--- Data for processing Enclosed Below ---

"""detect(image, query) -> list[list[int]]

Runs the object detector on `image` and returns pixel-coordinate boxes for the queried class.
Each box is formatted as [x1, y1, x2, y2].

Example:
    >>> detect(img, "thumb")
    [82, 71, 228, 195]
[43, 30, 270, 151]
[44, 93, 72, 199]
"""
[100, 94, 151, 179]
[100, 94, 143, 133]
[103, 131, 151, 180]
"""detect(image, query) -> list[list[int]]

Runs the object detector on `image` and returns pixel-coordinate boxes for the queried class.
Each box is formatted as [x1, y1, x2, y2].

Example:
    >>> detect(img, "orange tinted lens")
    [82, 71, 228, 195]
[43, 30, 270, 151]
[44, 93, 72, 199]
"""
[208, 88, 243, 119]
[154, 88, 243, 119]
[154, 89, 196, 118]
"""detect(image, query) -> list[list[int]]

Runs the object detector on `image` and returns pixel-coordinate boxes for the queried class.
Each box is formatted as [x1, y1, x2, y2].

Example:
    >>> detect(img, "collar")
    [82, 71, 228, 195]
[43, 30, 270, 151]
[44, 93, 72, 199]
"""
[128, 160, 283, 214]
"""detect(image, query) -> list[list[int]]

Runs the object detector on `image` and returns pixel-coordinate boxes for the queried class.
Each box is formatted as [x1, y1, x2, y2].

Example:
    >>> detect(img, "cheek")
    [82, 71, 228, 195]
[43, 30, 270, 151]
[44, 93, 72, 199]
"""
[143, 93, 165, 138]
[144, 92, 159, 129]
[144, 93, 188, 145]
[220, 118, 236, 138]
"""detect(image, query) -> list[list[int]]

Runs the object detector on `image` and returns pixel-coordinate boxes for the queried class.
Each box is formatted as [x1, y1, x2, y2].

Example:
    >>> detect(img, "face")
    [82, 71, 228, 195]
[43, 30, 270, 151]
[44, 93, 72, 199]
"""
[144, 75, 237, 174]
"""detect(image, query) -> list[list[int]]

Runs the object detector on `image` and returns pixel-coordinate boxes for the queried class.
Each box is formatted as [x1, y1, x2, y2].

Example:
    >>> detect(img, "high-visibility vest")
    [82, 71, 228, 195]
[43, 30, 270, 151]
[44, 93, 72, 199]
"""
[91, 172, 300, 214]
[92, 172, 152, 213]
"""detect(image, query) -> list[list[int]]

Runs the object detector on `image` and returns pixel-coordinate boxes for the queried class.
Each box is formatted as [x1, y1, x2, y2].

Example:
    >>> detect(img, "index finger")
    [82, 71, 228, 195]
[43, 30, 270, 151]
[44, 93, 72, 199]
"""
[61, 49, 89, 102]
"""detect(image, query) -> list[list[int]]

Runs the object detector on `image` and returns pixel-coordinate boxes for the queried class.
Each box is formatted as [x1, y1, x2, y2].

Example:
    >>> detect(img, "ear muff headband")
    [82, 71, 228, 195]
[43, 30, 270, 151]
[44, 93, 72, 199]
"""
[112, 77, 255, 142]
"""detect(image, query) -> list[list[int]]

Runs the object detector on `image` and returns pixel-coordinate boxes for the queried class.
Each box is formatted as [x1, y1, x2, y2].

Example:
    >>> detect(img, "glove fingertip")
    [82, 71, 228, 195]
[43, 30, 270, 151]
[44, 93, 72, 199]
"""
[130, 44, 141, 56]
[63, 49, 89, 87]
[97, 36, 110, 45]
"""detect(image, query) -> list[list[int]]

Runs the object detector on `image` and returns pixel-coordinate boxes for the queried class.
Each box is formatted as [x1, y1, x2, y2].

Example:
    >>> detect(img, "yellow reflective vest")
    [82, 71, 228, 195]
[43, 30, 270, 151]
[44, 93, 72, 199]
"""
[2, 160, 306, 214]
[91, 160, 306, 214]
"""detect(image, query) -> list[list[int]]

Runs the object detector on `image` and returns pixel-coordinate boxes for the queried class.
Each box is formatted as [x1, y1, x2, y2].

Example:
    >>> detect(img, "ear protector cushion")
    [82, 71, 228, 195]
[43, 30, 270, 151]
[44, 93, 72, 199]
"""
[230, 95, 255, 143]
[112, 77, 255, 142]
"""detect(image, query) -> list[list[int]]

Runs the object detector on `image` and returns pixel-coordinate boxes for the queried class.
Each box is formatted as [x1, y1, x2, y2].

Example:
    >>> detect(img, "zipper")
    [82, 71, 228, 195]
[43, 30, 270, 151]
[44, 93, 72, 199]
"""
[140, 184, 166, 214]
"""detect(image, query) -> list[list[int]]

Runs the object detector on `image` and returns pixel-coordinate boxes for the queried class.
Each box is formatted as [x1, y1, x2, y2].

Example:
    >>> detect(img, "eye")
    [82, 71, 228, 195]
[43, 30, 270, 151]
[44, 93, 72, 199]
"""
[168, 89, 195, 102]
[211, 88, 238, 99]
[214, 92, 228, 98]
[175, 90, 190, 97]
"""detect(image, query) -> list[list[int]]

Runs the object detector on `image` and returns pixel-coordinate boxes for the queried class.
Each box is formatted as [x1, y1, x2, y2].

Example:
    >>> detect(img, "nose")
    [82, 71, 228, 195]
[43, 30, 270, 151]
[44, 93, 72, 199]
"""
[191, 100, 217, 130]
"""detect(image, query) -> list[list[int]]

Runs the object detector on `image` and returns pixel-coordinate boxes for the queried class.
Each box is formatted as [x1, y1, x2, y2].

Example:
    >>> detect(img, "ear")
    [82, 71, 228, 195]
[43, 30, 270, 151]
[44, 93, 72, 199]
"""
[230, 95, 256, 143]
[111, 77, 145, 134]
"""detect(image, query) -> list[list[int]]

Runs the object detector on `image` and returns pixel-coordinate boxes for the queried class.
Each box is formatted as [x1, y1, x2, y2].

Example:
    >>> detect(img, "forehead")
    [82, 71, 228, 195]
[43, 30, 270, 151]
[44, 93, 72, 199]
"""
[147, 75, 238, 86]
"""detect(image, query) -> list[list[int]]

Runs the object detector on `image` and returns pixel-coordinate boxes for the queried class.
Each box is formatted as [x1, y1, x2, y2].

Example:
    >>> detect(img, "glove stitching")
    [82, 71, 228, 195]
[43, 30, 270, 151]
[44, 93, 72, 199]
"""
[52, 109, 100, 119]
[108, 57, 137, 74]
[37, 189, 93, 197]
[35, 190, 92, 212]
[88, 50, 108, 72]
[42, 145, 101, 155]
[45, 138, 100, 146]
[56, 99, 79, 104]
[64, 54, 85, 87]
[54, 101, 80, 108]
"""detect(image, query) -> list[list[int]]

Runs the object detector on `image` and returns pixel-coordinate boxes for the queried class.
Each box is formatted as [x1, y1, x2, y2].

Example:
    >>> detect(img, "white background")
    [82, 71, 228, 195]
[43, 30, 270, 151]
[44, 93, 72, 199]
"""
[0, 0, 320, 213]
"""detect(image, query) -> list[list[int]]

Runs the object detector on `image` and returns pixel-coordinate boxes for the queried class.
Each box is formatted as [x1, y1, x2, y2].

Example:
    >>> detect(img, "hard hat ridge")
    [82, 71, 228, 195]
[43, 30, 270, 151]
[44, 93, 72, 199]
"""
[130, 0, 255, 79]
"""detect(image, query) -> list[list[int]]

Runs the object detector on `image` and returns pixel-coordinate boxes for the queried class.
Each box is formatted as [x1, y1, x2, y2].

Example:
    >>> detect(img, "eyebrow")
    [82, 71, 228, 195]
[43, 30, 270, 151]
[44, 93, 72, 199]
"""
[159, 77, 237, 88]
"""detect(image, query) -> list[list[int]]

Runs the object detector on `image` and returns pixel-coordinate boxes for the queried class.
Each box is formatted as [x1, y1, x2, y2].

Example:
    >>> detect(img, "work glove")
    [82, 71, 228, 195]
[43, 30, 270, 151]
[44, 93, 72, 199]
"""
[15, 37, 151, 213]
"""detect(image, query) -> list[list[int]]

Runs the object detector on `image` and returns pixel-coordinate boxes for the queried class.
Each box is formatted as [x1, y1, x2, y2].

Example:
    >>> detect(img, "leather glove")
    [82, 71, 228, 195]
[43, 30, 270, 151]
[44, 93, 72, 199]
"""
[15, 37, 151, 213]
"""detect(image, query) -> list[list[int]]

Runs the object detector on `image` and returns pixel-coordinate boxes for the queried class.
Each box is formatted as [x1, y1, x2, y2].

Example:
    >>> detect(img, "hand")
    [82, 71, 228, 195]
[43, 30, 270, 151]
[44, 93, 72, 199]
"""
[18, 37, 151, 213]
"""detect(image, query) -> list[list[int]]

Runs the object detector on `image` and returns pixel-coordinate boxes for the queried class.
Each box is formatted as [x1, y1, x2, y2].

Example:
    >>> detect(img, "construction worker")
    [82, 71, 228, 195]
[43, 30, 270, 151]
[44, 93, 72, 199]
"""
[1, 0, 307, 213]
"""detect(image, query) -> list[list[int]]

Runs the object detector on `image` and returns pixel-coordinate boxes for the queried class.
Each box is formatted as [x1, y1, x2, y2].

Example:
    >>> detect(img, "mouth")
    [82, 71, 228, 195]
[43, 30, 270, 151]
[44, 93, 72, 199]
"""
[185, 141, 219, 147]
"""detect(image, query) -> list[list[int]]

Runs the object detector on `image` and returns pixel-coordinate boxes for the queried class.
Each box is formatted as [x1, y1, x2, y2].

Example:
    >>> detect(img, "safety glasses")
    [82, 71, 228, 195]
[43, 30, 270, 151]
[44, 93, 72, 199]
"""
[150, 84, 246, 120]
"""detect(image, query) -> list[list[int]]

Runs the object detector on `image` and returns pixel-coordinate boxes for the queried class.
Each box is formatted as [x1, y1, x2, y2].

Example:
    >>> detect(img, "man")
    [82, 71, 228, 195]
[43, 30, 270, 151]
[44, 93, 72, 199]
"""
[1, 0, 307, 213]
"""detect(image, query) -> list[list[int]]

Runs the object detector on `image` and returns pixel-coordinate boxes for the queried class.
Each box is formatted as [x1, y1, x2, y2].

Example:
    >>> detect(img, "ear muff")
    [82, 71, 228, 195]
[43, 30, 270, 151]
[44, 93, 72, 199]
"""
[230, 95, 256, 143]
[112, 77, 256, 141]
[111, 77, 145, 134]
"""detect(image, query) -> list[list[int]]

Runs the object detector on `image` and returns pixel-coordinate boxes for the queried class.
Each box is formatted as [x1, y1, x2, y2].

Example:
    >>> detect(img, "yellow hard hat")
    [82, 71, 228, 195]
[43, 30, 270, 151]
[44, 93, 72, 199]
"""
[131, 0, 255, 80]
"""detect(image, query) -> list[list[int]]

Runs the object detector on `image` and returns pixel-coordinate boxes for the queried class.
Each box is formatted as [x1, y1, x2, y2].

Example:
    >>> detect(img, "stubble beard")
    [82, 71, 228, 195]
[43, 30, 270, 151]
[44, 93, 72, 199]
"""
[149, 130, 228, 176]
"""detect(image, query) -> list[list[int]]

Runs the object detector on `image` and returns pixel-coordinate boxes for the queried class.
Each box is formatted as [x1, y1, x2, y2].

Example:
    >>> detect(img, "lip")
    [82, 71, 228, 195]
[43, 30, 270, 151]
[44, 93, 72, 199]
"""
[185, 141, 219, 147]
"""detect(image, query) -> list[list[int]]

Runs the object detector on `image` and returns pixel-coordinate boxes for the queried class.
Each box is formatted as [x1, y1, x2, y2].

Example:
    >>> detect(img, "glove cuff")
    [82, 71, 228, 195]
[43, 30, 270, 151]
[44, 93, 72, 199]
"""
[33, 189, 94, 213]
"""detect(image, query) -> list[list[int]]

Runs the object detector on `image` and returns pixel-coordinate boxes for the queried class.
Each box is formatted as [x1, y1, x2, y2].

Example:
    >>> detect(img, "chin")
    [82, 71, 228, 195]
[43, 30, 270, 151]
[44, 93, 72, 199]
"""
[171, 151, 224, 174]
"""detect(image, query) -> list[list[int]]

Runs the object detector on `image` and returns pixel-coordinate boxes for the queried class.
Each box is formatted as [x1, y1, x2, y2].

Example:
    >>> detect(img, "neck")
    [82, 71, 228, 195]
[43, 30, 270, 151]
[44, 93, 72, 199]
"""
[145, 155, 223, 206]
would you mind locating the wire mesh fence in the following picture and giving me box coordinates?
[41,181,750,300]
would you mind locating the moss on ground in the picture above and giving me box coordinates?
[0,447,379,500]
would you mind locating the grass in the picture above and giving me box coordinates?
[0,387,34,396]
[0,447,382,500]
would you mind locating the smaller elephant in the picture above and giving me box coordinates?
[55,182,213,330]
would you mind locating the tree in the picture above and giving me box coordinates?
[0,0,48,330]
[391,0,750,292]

--- End of Enclosed Data for processing ---

*Your task*. Filter the records above for lines containing the word "yellow", and copy those lines.

*Solution*.
    >>> detect(img, "yellow reflective vest")
    >>> detect(img, "yellow hard hat")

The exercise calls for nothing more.